→ SUPPLIED RECORDS

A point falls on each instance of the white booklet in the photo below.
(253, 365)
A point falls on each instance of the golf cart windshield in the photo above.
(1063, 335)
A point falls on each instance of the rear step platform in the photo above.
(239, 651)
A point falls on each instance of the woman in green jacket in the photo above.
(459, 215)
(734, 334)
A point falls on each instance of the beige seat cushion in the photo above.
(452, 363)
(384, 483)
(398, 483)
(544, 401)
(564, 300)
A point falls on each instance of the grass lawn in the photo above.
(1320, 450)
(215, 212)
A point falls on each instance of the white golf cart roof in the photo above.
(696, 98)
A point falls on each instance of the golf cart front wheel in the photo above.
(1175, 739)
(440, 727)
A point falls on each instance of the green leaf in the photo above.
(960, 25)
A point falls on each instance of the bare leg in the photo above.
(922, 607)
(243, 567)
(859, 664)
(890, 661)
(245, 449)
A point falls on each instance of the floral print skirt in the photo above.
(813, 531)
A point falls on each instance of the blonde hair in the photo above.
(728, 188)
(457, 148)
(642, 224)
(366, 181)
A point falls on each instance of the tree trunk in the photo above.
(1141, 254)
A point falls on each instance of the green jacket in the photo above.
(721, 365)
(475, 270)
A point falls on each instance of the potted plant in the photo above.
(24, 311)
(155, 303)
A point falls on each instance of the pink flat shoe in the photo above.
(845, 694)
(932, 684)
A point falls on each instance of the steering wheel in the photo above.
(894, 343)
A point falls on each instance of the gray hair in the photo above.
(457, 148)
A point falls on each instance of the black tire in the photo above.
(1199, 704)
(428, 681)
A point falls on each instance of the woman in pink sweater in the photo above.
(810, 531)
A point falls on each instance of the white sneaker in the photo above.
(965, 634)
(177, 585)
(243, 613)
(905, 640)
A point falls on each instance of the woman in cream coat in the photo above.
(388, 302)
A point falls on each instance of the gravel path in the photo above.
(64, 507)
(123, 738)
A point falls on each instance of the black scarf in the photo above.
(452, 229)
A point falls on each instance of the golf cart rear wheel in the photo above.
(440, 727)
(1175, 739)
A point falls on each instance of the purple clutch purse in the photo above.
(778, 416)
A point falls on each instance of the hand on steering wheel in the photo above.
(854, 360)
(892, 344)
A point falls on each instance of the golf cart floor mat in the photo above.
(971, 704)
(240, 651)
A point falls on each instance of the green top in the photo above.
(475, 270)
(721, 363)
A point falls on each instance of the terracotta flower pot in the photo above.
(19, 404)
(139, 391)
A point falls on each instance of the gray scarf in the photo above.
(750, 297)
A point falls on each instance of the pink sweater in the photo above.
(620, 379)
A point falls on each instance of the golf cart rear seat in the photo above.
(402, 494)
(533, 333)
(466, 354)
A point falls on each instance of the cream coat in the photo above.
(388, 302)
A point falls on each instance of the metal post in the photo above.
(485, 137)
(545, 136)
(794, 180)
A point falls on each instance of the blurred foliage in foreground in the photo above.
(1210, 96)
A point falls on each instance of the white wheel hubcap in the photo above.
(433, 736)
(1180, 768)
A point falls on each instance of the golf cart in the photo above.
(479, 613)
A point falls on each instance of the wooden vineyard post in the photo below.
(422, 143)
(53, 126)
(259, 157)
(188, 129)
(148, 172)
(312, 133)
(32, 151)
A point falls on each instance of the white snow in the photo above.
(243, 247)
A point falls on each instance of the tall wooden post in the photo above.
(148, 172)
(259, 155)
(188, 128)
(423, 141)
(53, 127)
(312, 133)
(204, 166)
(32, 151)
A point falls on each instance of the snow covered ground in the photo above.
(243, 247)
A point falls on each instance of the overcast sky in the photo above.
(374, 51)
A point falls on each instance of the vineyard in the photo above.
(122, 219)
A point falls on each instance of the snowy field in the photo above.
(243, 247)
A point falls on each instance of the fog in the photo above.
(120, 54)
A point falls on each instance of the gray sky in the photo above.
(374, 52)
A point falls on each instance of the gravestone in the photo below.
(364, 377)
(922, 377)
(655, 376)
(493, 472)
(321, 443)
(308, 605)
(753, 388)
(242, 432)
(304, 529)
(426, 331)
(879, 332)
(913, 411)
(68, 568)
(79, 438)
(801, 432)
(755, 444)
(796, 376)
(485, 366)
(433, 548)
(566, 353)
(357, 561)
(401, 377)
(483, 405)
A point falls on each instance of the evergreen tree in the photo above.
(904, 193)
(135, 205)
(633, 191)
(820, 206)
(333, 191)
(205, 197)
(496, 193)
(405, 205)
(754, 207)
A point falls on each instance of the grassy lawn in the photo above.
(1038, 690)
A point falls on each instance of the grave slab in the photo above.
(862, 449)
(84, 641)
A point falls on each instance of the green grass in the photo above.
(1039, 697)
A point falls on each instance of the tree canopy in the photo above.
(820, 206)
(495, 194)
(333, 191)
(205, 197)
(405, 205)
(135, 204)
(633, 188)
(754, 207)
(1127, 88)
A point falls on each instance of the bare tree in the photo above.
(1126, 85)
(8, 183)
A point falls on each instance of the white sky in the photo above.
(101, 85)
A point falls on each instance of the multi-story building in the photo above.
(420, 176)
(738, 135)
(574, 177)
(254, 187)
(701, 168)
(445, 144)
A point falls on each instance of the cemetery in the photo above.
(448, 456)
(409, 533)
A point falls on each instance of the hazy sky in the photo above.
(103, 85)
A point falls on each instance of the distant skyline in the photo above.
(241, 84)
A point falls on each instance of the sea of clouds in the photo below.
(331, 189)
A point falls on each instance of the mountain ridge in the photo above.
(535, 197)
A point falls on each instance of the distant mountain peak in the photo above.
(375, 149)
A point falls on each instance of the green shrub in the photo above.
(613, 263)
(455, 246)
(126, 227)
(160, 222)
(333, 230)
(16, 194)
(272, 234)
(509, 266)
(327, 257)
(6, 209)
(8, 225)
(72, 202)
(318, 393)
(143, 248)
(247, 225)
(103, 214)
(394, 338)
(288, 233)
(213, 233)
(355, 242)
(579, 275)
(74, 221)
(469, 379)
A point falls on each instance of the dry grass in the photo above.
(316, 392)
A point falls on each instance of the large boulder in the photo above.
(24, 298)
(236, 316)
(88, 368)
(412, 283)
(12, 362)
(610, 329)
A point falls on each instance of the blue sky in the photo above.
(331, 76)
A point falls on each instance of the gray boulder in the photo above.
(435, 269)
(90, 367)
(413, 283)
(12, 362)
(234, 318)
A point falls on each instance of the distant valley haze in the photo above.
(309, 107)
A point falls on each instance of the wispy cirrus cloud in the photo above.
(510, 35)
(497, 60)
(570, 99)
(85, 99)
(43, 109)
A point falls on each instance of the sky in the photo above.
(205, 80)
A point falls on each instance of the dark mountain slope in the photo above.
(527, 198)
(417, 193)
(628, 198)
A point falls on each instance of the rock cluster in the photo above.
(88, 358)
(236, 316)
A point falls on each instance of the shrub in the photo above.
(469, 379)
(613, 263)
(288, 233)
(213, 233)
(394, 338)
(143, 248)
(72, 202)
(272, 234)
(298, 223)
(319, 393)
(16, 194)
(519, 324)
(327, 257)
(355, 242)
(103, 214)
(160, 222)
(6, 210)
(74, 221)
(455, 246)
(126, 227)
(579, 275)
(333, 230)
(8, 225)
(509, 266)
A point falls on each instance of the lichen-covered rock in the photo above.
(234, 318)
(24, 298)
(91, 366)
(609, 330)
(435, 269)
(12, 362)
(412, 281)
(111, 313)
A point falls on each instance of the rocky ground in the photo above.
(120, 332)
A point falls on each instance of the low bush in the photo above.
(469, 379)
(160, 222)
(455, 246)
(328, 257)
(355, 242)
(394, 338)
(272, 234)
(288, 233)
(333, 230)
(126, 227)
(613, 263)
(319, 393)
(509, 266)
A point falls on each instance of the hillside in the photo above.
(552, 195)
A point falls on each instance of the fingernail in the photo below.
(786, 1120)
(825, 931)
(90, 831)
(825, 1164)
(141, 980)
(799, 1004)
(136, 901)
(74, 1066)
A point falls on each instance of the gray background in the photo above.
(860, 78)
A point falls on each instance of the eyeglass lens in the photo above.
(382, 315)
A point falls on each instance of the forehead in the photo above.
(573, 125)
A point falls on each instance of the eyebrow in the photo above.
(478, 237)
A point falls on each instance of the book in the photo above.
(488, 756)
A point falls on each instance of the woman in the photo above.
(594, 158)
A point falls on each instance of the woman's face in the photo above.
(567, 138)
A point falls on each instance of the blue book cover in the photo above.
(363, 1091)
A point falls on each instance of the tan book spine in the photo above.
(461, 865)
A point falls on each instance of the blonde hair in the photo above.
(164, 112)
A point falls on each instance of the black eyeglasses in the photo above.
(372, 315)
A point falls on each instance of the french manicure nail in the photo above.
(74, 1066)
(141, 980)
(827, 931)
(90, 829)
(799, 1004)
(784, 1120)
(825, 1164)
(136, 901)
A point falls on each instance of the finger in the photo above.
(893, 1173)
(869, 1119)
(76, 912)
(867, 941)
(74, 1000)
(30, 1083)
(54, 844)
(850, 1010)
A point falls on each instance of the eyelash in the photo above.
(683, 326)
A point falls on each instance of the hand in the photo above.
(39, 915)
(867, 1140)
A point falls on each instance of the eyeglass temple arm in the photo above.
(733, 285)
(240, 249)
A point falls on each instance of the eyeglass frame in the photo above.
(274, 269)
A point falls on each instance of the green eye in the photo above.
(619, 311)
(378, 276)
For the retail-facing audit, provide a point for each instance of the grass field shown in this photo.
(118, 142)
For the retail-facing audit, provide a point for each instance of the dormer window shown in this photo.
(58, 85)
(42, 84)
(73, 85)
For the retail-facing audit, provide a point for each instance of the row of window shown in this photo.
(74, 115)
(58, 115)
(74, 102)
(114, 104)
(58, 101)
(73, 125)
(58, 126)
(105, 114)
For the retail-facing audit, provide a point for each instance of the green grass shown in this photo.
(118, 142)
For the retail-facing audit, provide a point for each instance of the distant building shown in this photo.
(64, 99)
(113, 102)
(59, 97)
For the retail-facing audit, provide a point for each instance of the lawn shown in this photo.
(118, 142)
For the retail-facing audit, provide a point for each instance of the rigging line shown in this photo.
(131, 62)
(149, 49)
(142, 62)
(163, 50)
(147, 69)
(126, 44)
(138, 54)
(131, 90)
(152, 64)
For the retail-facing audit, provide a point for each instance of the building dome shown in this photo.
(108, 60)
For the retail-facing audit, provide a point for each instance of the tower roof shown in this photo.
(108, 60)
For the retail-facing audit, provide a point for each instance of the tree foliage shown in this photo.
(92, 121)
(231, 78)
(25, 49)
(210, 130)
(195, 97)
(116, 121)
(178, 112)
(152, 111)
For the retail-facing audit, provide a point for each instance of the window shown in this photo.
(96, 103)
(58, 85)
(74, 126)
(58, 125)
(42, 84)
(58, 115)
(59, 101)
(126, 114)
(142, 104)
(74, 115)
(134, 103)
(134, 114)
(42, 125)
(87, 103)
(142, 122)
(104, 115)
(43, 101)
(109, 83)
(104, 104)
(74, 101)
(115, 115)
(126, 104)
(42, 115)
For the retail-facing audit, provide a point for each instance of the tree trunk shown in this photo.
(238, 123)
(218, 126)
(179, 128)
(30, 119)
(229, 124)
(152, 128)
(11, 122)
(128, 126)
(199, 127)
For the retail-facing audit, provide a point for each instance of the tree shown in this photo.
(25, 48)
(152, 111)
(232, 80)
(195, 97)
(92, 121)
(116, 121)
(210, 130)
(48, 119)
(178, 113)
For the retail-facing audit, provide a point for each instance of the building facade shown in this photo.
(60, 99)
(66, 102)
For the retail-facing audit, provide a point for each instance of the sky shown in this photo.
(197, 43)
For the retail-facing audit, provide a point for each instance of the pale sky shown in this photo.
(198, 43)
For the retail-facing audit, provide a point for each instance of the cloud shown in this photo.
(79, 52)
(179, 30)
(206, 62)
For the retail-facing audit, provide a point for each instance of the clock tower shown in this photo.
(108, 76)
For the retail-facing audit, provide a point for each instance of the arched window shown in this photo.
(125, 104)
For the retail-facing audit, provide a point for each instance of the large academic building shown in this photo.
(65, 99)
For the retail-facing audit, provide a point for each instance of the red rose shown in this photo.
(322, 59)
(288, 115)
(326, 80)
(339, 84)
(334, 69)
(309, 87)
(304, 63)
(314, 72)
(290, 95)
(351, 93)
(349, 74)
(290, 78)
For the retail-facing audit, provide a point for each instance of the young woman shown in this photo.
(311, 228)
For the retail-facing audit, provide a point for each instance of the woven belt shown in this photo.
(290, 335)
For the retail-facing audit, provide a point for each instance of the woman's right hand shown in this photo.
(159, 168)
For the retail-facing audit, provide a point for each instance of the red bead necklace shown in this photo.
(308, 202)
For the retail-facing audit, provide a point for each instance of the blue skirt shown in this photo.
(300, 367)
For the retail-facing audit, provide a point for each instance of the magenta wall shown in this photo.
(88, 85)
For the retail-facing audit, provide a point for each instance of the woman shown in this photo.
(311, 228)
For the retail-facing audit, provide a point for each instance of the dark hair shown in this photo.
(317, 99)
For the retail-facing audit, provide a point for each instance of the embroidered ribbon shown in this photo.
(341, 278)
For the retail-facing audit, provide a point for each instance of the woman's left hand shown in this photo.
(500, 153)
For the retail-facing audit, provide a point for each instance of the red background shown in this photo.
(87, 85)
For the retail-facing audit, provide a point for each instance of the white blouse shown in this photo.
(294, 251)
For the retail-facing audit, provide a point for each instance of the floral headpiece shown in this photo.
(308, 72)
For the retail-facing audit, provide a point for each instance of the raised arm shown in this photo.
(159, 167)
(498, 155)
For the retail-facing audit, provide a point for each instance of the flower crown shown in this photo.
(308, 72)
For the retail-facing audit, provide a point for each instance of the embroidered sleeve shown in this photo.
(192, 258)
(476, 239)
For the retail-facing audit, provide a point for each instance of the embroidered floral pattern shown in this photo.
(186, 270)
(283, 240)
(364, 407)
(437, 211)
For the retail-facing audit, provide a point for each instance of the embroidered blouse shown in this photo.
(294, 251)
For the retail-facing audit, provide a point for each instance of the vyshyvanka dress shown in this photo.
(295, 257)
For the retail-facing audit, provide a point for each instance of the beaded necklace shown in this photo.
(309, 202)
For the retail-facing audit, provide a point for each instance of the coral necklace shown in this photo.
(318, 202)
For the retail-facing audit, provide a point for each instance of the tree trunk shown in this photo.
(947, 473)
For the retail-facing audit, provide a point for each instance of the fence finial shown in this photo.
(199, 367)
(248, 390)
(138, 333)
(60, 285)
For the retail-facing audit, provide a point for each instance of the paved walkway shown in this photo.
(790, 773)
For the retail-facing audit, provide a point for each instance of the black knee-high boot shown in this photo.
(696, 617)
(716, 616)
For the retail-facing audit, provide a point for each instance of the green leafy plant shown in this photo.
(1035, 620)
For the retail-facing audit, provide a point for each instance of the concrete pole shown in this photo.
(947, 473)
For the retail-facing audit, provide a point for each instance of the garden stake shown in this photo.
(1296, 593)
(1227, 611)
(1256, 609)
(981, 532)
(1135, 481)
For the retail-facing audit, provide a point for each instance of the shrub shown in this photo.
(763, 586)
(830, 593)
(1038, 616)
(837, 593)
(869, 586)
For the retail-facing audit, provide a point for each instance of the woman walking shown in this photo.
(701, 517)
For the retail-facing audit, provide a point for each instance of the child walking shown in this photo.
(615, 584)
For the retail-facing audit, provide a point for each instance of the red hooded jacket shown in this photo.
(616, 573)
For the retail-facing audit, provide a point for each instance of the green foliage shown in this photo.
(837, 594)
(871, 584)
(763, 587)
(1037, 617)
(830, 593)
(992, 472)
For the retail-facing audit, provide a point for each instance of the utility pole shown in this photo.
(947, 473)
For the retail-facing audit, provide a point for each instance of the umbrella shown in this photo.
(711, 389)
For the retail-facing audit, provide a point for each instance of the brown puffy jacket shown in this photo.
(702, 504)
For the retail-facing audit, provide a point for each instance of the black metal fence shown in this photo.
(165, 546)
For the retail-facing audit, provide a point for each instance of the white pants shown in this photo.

→ TASK BRIEF
Only the lines from the one containing "umbrella shown in this photo." through the last line above belong in your answer. Retype them exactly.

→ WRITTEN ANSWER
For the retail-facing audit, provide a point for each instance of the umbrella shown in this photo.
(711, 389)
For the retail-facing audit, provide a point for each instance of the brown puffy jacket shown in this photo.
(702, 504)
For the retail-facing audit, provide a point for each instance of the black metal fence shown in this photo.
(165, 546)
For the retail-facing audit, provide a point for each instance of the white pants shown in this photo.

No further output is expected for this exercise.